# Text block:

□ □ □ □ □ □ □

With retention a top priority in an environment where organisations are still actively poaching top finance talent, more than three-in-five organisations (61%) plan to extend salary increases to finance staff in the coming year. Of those planning salary increases, almost one-quarter (22%) will extend increases to all finance employees while 39% say they will only offer salary increases to top performers.

While national wage growth is forecast at a stagnant 1.5% for the year ahead , Robert Half research reveals that the average increase for finance professionals expecting a salary increase is 5.6%, more than 4% above national wage growth.

Salary trends in 2021 for new employees

As uncertainty encourages many workers to stay with their existing employers, the reduced flow of foreign talent because of stricter visa requirements is also elevating competition for top talent. Almost two-fifths (38%) believe it will be more challenging to find qualified employees compared to before the pandemic, emphasising the dual challenges of attraction and retention in the finance sector. To attract new talent in a skills-short market, nearly two-thirds (62%) of companies say they are willing to increase their initial salary offering to secure finance professionals. Of these, 29% say they will only increase salaries for top talent while 33% will increase salaries for all.

□ □ □ □ □ □ □

[Stored data entries]

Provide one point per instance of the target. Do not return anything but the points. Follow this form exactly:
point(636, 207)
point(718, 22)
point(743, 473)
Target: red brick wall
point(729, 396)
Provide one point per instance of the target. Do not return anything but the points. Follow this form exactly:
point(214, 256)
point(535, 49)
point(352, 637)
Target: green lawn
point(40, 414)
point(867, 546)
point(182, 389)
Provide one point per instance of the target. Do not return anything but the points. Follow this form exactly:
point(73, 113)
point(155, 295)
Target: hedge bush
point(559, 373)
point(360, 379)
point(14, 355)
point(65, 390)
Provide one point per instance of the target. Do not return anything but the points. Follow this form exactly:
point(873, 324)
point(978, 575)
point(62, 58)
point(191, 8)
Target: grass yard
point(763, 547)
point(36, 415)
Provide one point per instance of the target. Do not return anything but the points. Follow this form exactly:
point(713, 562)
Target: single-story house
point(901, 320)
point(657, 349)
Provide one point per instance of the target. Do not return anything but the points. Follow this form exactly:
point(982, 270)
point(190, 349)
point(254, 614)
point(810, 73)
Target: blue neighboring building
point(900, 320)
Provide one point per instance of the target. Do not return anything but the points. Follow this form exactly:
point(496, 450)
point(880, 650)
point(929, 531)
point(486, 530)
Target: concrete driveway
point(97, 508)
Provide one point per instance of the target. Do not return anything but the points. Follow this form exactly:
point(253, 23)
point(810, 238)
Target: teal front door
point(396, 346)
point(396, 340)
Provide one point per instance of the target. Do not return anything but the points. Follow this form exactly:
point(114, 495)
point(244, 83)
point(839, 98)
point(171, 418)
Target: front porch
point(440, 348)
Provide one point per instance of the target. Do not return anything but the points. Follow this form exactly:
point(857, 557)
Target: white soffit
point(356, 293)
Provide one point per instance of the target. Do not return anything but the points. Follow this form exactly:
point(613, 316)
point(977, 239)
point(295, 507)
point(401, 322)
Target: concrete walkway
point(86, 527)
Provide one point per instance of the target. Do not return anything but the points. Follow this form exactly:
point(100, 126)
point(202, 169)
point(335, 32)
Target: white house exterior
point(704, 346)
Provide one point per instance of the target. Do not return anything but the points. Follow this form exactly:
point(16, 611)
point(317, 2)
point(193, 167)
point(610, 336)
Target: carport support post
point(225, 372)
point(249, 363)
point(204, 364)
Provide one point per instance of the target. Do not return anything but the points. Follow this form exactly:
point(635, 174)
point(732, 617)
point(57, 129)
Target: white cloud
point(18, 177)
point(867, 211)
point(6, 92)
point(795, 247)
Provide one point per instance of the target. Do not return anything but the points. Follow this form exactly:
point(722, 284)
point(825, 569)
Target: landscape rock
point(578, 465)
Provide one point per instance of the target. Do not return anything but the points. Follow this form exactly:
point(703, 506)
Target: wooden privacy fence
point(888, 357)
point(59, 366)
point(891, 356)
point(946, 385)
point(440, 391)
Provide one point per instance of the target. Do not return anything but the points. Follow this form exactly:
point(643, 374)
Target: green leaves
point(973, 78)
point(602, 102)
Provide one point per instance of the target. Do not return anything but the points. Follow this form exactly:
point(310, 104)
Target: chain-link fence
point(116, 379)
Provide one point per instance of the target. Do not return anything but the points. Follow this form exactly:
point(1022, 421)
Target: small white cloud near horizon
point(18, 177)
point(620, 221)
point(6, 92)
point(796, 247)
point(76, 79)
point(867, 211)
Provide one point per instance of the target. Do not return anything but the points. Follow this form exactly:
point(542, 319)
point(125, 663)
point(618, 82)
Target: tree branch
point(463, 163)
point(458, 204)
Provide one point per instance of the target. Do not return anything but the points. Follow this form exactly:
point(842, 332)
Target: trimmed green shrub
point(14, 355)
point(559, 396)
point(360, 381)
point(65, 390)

□ □ □ □ □ □ □

# Prompt 1:
In the finance salary text, substitute "health crisis" for "pandemic" and give the passage from "Salary trends in" up to and including "salaries for all.".
# Prompt 2:
Answer these questions using the finance salary text.
(a) What share of organizations plan to extend salary increases to finance staff in the coming year?
(b) At what rate is national wage growth forecast for the year ahead?
(c) What share of companies say they are willing to increase their initial salary offering to secure finance professionals?
# Prompt 3:
Please extend the finance salary text, picking up after its last sentence.

# Answer section 1:
Salary trends in 2021 for new employees

As uncertainty encourages many workers to stay with their existing employers, the reduced flow of foreign talent because of stricter visa requirements is also elevating competition for top talent. Almost two-fifths (38%) believe it will be more challenging to find qualified employees compared to before the health crisis, emphasising the dual challenges of attraction and retention in the finance sector. To attract new talent in a skills-short market, nearly two-thirds (62%) of companies say they are willing to increase their initial salary offering to secure finance professionals. Of these, 29% say they will only increase salaries for top talent while 33% will increase salaries for all.

# Answer section 2:
(a) 61%
(b) 1.5%
(c) 62%

# Answer section 3:
The financial employment landscape

Finance teams are key to navigating the ongoing impacts of COVID-19 with companies focussing on staff who have the skills to identify new commercial opportunities, drive operational efficiencies, and guide future business strategies. Demand for new finance staff is strong across many industries including manufacturing, property and real estate, financial services, retail, FMCG, and media and advertising.

According to Robert Half, the specialist skills within finance and accounting that are proving to be the most difficult to find amongst job candidates include business/financial analysis (26%), compliance (24%), financial planning and analysis (24%), risk (22%), and internal audit (22%). With limited supply and high demand in the market, these skillsets are well positioned to command highly competitive and even above-market salary offers from employers eager to secure their talent.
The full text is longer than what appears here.